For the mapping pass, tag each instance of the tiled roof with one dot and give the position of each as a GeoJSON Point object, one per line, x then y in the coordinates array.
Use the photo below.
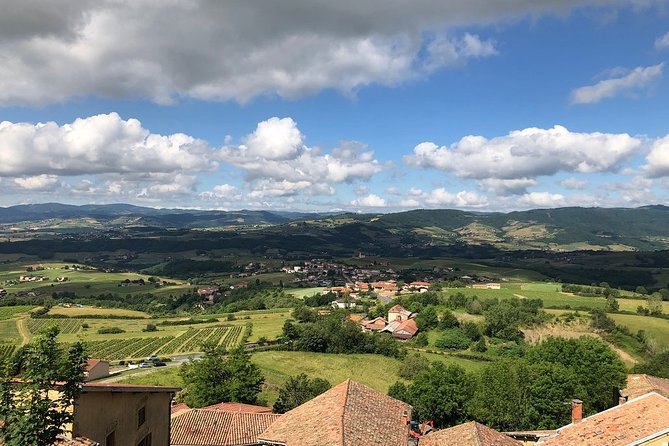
{"type": "Point", "coordinates": [468, 434]}
{"type": "Point", "coordinates": [349, 414]}
{"type": "Point", "coordinates": [132, 388]}
{"type": "Point", "coordinates": [621, 425]}
{"type": "Point", "coordinates": [638, 385]}
{"type": "Point", "coordinates": [77, 441]}
{"type": "Point", "coordinates": [218, 427]}
{"type": "Point", "coordinates": [408, 326]}
{"type": "Point", "coordinates": [239, 407]}
{"type": "Point", "coordinates": [178, 408]}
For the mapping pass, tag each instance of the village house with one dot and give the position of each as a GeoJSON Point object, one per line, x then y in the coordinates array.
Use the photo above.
{"type": "Point", "coordinates": [348, 414]}
{"type": "Point", "coordinates": [398, 312]}
{"type": "Point", "coordinates": [642, 421]}
{"type": "Point", "coordinates": [638, 385]}
{"type": "Point", "coordinates": [225, 424]}
{"type": "Point", "coordinates": [468, 434]}
{"type": "Point", "coordinates": [376, 324]}
{"type": "Point", "coordinates": [487, 286]}
{"type": "Point", "coordinates": [124, 414]}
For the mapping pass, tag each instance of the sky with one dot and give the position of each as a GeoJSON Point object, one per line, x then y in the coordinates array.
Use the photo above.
{"type": "Point", "coordinates": [320, 105]}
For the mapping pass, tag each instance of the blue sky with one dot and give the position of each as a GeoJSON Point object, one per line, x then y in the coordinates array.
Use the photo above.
{"type": "Point", "coordinates": [379, 105]}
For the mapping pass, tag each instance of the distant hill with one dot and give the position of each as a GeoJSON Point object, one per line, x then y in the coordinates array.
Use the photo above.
{"type": "Point", "coordinates": [561, 229]}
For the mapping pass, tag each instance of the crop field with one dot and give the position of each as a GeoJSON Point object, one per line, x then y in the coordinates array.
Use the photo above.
{"type": "Point", "coordinates": [6, 350]}
{"type": "Point", "coordinates": [189, 341]}
{"type": "Point", "coordinates": [83, 282]}
{"type": "Point", "coordinates": [11, 312]}
{"type": "Point", "coordinates": [66, 326]}
{"type": "Point", "coordinates": [82, 312]}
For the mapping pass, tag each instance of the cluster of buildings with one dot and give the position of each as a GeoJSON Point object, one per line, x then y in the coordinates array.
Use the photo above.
{"type": "Point", "coordinates": [349, 414]}
{"type": "Point", "coordinates": [400, 323]}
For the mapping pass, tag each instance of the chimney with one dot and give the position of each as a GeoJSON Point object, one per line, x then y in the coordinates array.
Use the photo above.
{"type": "Point", "coordinates": [576, 411]}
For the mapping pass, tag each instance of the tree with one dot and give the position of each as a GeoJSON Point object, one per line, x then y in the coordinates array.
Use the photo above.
{"type": "Point", "coordinates": [654, 303]}
{"type": "Point", "coordinates": [440, 393]}
{"type": "Point", "coordinates": [221, 377]}
{"type": "Point", "coordinates": [599, 370]}
{"type": "Point", "coordinates": [448, 320]}
{"type": "Point", "coordinates": [32, 416]}
{"type": "Point", "coordinates": [612, 305]}
{"type": "Point", "coordinates": [298, 390]}
{"type": "Point", "coordinates": [428, 318]}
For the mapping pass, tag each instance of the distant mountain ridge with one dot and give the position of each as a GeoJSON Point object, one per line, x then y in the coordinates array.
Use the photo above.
{"type": "Point", "coordinates": [559, 229]}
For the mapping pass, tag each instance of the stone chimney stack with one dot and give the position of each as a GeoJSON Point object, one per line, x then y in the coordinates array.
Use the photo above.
{"type": "Point", "coordinates": [576, 411]}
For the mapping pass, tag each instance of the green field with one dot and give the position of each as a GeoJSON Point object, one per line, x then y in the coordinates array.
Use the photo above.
{"type": "Point", "coordinates": [12, 312]}
{"type": "Point", "coordinates": [376, 371]}
{"type": "Point", "coordinates": [657, 328]}
{"type": "Point", "coordinates": [301, 293]}
{"type": "Point", "coordinates": [83, 282]}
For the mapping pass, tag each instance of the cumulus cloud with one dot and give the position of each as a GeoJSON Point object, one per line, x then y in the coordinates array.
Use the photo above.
{"type": "Point", "coordinates": [277, 163]}
{"type": "Point", "coordinates": [543, 200]}
{"type": "Point", "coordinates": [662, 42]}
{"type": "Point", "coordinates": [237, 50]}
{"type": "Point", "coordinates": [634, 82]}
{"type": "Point", "coordinates": [574, 183]}
{"type": "Point", "coordinates": [38, 182]}
{"type": "Point", "coordinates": [657, 160]}
{"type": "Point", "coordinates": [515, 186]}
{"type": "Point", "coordinates": [370, 200]}
{"type": "Point", "coordinates": [525, 154]}
{"type": "Point", "coordinates": [98, 144]}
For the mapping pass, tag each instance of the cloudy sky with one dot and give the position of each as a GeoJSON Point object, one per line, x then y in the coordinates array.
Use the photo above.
{"type": "Point", "coordinates": [318, 105]}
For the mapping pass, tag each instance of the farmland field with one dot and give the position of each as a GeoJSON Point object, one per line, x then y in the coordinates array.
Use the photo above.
{"type": "Point", "coordinates": [11, 312]}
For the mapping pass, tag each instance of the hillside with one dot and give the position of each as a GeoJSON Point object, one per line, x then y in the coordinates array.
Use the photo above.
{"type": "Point", "coordinates": [417, 232]}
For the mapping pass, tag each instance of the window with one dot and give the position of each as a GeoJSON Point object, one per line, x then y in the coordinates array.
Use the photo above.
{"type": "Point", "coordinates": [141, 416]}
{"type": "Point", "coordinates": [146, 441]}
{"type": "Point", "coordinates": [111, 439]}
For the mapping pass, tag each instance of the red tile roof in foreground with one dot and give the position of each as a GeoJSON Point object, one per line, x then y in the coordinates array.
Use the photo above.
{"type": "Point", "coordinates": [468, 434]}
{"type": "Point", "coordinates": [239, 407]}
{"type": "Point", "coordinates": [638, 385]}
{"type": "Point", "coordinates": [218, 427]}
{"type": "Point", "coordinates": [349, 414]}
{"type": "Point", "coordinates": [77, 441]}
{"type": "Point", "coordinates": [640, 418]}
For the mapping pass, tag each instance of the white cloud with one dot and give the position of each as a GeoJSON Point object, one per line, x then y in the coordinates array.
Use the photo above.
{"type": "Point", "coordinates": [275, 139]}
{"type": "Point", "coordinates": [462, 199]}
{"type": "Point", "coordinates": [543, 200]}
{"type": "Point", "coordinates": [39, 182]}
{"type": "Point", "coordinates": [98, 144]}
{"type": "Point", "coordinates": [237, 50]}
{"type": "Point", "coordinates": [634, 82]}
{"type": "Point", "coordinates": [574, 183]}
{"type": "Point", "coordinates": [516, 186]}
{"type": "Point", "coordinates": [525, 154]}
{"type": "Point", "coordinates": [284, 165]}
{"type": "Point", "coordinates": [662, 42]}
{"type": "Point", "coordinates": [657, 160]}
{"type": "Point", "coordinates": [370, 200]}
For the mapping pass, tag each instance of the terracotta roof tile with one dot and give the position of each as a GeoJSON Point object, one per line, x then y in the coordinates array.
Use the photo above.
{"type": "Point", "coordinates": [621, 425]}
{"type": "Point", "coordinates": [218, 427]}
{"type": "Point", "coordinates": [239, 407]}
{"type": "Point", "coordinates": [638, 385]}
{"type": "Point", "coordinates": [349, 414]}
{"type": "Point", "coordinates": [468, 434]}
{"type": "Point", "coordinates": [178, 408]}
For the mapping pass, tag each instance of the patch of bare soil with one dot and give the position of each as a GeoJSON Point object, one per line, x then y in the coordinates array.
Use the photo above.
{"type": "Point", "coordinates": [569, 331]}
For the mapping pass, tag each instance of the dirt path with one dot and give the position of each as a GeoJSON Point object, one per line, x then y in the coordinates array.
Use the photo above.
{"type": "Point", "coordinates": [534, 335]}
{"type": "Point", "coordinates": [23, 331]}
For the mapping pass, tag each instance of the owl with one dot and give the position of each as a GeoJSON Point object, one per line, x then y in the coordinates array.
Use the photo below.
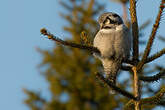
{"type": "Point", "coordinates": [113, 40]}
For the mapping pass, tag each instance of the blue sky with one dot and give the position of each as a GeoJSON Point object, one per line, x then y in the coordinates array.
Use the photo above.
{"type": "Point", "coordinates": [20, 24]}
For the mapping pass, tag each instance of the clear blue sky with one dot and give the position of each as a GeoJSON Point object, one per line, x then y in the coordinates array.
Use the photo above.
{"type": "Point", "coordinates": [20, 24]}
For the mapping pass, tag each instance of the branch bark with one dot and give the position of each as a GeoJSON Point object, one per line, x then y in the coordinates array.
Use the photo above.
{"type": "Point", "coordinates": [135, 31]}
{"type": "Point", "coordinates": [152, 36]}
{"type": "Point", "coordinates": [115, 88]}
{"type": "Point", "coordinates": [136, 88]}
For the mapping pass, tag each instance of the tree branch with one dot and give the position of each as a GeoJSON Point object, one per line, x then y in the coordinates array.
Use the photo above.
{"type": "Point", "coordinates": [75, 45]}
{"type": "Point", "coordinates": [115, 88]}
{"type": "Point", "coordinates": [135, 31]}
{"type": "Point", "coordinates": [155, 56]}
{"type": "Point", "coordinates": [154, 99]}
{"type": "Point", "coordinates": [152, 78]}
{"type": "Point", "coordinates": [136, 88]}
{"type": "Point", "coordinates": [70, 44]}
{"type": "Point", "coordinates": [152, 36]}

::::

Request: Repeat, character for character, the lines from the one that holds "For the mapping pass, tag each instance of the tree branch" to the final line of the material, inclusive, and no other lines.

Solution:
For the mapping pass, tag each instance of the tree branch with one dot and give the position of each as a GeoJSON Point object, one per line, x then y in the coordinates array.
Use the photo above.
{"type": "Point", "coordinates": [75, 45]}
{"type": "Point", "coordinates": [115, 88]}
{"type": "Point", "coordinates": [135, 31]}
{"type": "Point", "coordinates": [155, 56]}
{"type": "Point", "coordinates": [154, 99]}
{"type": "Point", "coordinates": [152, 78]}
{"type": "Point", "coordinates": [136, 88]}
{"type": "Point", "coordinates": [70, 44]}
{"type": "Point", "coordinates": [152, 36]}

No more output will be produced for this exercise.